Stored data entries:
============

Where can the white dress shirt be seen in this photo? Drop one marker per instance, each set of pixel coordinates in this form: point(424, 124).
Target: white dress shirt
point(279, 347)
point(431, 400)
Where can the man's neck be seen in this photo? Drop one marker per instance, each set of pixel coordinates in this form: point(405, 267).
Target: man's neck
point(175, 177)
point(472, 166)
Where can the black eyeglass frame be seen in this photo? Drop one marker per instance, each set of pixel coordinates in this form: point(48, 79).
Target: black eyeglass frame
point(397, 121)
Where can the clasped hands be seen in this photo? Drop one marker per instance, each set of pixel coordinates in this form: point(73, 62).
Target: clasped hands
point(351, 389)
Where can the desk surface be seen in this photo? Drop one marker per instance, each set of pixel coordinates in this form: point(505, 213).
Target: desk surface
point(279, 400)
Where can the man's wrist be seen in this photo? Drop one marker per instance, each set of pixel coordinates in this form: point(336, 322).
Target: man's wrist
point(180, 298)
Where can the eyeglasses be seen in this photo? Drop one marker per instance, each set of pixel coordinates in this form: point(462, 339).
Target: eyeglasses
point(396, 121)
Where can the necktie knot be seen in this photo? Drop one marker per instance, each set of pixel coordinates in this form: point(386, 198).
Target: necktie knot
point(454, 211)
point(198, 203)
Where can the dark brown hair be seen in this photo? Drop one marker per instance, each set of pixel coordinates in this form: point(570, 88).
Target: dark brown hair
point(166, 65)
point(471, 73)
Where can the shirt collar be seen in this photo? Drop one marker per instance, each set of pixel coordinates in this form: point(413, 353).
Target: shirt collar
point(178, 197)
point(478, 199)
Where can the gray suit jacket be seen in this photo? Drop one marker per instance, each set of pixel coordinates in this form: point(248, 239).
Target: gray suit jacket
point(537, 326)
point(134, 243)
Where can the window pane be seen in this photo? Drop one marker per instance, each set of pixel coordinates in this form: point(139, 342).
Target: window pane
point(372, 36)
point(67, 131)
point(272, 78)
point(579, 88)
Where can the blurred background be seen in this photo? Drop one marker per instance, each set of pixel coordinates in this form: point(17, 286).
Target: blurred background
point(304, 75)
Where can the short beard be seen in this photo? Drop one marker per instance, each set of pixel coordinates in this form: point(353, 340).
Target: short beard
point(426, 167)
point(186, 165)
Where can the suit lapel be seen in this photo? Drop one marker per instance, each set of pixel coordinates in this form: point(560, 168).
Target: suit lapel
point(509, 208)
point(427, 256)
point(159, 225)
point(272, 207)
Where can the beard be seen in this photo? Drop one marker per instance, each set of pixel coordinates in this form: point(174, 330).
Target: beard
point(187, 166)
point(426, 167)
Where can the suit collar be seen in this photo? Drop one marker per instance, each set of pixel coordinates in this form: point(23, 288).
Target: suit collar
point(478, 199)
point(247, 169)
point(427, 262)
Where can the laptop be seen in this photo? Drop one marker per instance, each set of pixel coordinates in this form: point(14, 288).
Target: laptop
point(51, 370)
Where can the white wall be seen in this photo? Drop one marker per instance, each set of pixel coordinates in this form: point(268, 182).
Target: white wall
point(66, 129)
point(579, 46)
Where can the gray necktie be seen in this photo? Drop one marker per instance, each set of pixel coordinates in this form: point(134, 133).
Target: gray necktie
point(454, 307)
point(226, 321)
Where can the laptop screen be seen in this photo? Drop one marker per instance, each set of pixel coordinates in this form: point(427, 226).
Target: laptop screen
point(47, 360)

============

Task requirements: Each line above must be reproduced exactly.

Solution:
Where can the white dress shirt be seen in this photo? Drop one marker per instance, each set of pixel coordinates in this form: point(424, 124).
Target: white dress shirt
point(279, 347)
point(431, 400)
Where can the man's neck be seen in this photo? Drop one marker per instance, each set of pixel coordinates in this form: point(405, 267).
Target: man's neck
point(175, 177)
point(472, 166)
Where can the black eyeglass frame be seen in this photo? Drop one marker per instance, each set of pixel coordinates in this form: point(48, 79).
Target: black eyeglass frame
point(397, 121)
Where can the clasped hands be seen in this photo? Drop one marker per instance, each set of pixel coordinates in this form: point(73, 62).
Target: clasped hands
point(351, 389)
Where can the desk surface be seen in this photo? Drop one marker per instance, each set of pixel coordinates in this form: point(505, 213).
Target: desk surface
point(279, 400)
Where can the man's wrist be seen in this photo? Drop one marker per instance, each set of pixel coordinates in this form: point(336, 322).
Target: man's wrist
point(180, 298)
Where can the eyeglasses be seen in this photo? Drop one marker per instance, each set of pixel coordinates in this form: point(462, 339).
Target: eyeglasses
point(396, 121)
Where can the necktie knot be seen in this photo? Drop one marker per instance, each set of pixel coordinates in this form: point(386, 198).
Target: necktie knot
point(454, 211)
point(198, 203)
Where can the dark brown hair be seen in this photo? Drop one marker per instance, each set of pixel coordinates in this form: point(570, 88).
Target: dark brown hair
point(166, 65)
point(471, 73)
Where can the shirt collar be seen in this photo? Drop one marker per instance, each set of pixel coordinates in this form: point(413, 353).
Target: shirt collar
point(178, 197)
point(478, 199)
Where can the gray suit jacket be seen in this photo? Drop one marker per instance, each set of pixel coordinates in this form: point(248, 239).
Target: gray suit jacket
point(537, 326)
point(134, 243)
Where can the window pane be seen in this photo? Drop one marker per instance, each set of pixel coordinates in this form: point(139, 342).
Target: window pane
point(372, 36)
point(67, 131)
point(272, 78)
point(579, 88)
Where can the blurred background be seen in this photo? Drop one marker per instance, each set of pixel coordinates in this form: point(17, 286).
Target: blurred background
point(304, 75)
Where can the short beard be seen in this photo? Drop one marker per instance, each set of pixel coordinates in this form: point(353, 340).
Target: short beard
point(426, 167)
point(186, 165)
Where can the suit lapel be seen in this photo? Drop one marker per instance, each set of pixel coordinates in this form: point(560, 168).
Target: suit lapel
point(509, 208)
point(427, 256)
point(159, 225)
point(272, 207)
Where can the beard be seen in this photo? Drop one marker per instance, each set of pixel coordinates in this form: point(174, 330).
Target: beard
point(187, 166)
point(426, 167)
Where can the suit collar be seen in this photo? Drop one marker per instance, each set of pixel coordinates in this form: point(23, 288).
Target: suit collar
point(478, 199)
point(247, 169)
point(427, 262)
Where can the laptop be seen in this photo? Drop one marker per instance, each set of pixel coordinates in this form: point(14, 288).
Target: laptop
point(51, 370)
Where can the white wall be seen in this photo? Drop one marker per instance, each set of pixel coordinates in this form: point(268, 182).
Target: white wall
point(66, 129)
point(579, 46)
Where can the gray necktie be seen in this photo? Drop one marker per instance, each set of pixel coordinates in this form: point(134, 133).
Target: gray necktie
point(454, 307)
point(226, 321)
Where can the laptop screen be seen in this photo? Drop one marker per instance, each set of pixel coordinates in this form: point(427, 226).
Target: laptop screen
point(47, 360)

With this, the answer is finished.